Extracted records

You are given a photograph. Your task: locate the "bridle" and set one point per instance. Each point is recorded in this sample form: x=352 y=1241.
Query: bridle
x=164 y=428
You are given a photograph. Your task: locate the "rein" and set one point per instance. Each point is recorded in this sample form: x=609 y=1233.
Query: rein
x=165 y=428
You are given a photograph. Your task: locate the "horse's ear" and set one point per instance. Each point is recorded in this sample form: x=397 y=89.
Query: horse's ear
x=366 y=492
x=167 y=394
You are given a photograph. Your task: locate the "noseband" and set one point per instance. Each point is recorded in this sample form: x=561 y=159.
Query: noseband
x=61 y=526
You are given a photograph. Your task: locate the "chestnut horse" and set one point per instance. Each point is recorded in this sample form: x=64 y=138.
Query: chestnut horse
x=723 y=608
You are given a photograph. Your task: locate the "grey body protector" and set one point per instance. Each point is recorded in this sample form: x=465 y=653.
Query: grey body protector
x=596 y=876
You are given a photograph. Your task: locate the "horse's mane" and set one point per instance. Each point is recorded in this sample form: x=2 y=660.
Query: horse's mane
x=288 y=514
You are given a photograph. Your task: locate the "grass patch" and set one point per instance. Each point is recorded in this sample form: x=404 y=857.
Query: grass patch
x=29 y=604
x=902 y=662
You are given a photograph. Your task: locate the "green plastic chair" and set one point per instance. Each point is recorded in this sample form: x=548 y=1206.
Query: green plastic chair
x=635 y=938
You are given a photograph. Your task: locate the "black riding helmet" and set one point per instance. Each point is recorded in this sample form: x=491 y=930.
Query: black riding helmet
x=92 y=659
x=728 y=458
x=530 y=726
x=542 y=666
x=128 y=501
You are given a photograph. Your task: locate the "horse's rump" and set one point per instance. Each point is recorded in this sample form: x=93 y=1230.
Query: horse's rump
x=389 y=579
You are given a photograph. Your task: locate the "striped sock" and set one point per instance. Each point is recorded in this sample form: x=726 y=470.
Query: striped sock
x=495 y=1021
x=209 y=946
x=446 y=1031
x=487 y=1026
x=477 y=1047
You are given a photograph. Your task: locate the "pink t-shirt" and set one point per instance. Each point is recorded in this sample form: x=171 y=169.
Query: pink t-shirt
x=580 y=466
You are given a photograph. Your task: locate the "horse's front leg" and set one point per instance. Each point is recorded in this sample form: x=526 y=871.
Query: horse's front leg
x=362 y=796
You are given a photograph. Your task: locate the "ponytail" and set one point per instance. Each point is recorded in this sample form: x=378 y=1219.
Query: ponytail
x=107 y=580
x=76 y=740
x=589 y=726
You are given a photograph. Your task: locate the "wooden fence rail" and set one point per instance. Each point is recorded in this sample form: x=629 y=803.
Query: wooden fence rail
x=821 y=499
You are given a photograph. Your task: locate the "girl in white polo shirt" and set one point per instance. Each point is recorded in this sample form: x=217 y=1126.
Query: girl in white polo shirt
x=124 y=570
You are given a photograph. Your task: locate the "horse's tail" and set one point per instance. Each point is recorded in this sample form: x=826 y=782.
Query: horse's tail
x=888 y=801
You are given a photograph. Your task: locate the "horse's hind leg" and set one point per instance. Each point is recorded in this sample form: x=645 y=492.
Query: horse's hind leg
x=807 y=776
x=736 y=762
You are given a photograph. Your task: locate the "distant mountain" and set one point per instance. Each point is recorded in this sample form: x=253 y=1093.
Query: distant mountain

= BRIEF =
Your response must contain all of the records, copied exactly.

= EXERCISE RESULT =
You are given a photograph. Your task: locate the "bridle" and set one point per instance. Each point is recorded in this sample form: x=352 y=1241.
Query: bridle
x=164 y=428
You are given a photograph. Your task: locate the "rein" and set one point per instance. Each point is recorded in this sample form: x=609 y=1233.
Query: rein
x=165 y=428
You are given a photograph. Your task: locate the "horse's ear" and set one point per instance. Each point is recorded in this sample form: x=397 y=89.
Query: horse's ear
x=366 y=492
x=167 y=394
You are given a photograph. Your task: locate the "noseband" and set one point per instance. Each point is recorded in this sample form: x=561 y=159.
Query: noseband
x=61 y=526
You are given a photograph. Your task: locate the "chestnut horse" and set one point per instance. Each point is recorded in this sample form: x=64 y=138.
Query: chestnut horse
x=723 y=608
You are given a photograph. Your task: locate the "grey body protector" and set one point per instance. Each point is recorded in this sample form: x=465 y=653.
Query: grey body protector
x=596 y=876
You are given a photograph. Your task: locate the "horse's mane" and set one point per instance. Each point is recorded in this sample form: x=2 y=660.
Query: horse's mane
x=288 y=514
You are given a photograph. Your task: locate the "grass patch" and set one point per instance. Each point is recorded in this sample form: x=404 y=857.
Query: grass patch
x=29 y=604
x=902 y=662
You are given a photograph. Your task: locate the "green plastic chair" and set one point per instance. Each point is recorded in this sample form: x=548 y=1206.
Query: green plastic chair
x=635 y=938
You are given a photograph. Your task: locate the "black riding helmet" and set one point per instance. Each point is recorded in this sample form: x=491 y=930.
Query: black riding helmet
x=92 y=659
x=728 y=458
x=530 y=726
x=542 y=666
x=128 y=501
You are given a photograph. Your task: locate the "horse's rump" and set one point per instance. Each point is recorded in this sample form: x=93 y=1230.
Query: horse's rump
x=389 y=579
You are given a photograph. Your task: locate the "striped sock" and set one point per instance. Each point is recorded in this sample form: x=726 y=470.
Query: striped sock
x=495 y=1021
x=209 y=946
x=446 y=1031
x=487 y=1026
x=477 y=1047
You are given a photograph. Your task: locate the "pink t-shirt" and set one point per instance. Each point is recorded in this sample form: x=171 y=169.
Query: pink t-shirt
x=580 y=466
You are given a photograph. Your task: locate the "horse's front leg" and set one point per instance. Each point is recorded in this sample form: x=526 y=871.
Query: horse's front leg
x=362 y=796
You are given a photograph. Your task: locate the "ponytail" and set one point per instance. Each point is recorded in this sample form: x=378 y=1219.
Query: ponytail
x=107 y=580
x=76 y=740
x=589 y=726
You are given a photograph. Your task: locate the "wooden fence rail" and set one point per instance. Each point is recorded in this sample form: x=629 y=803.
Query: wooden fence rail
x=821 y=499
You are given a photograph. Your task: locate the "girl in white polo shirt" and set one point per instance. Each point is recorded in this sample form: x=217 y=1126.
Query: girl in white polo shirt
x=124 y=570
You are given a photograph. Your task: locate the "horse's tail" and set one point per instance. Each point is recorded in this sample form: x=826 y=782.
Query: horse's tail
x=888 y=801
You are given a photograph. Your task: locate the "horse's hind leg" and set one point per instance. Each point is recorded in this sample form: x=645 y=492.
Query: horse's hind leg
x=807 y=776
x=736 y=762
You are given a photograph. Your task: locate the "distant mountain" and set one point per instance. Each point is recorded in this sample form: x=253 y=1093.
Query: distant mountain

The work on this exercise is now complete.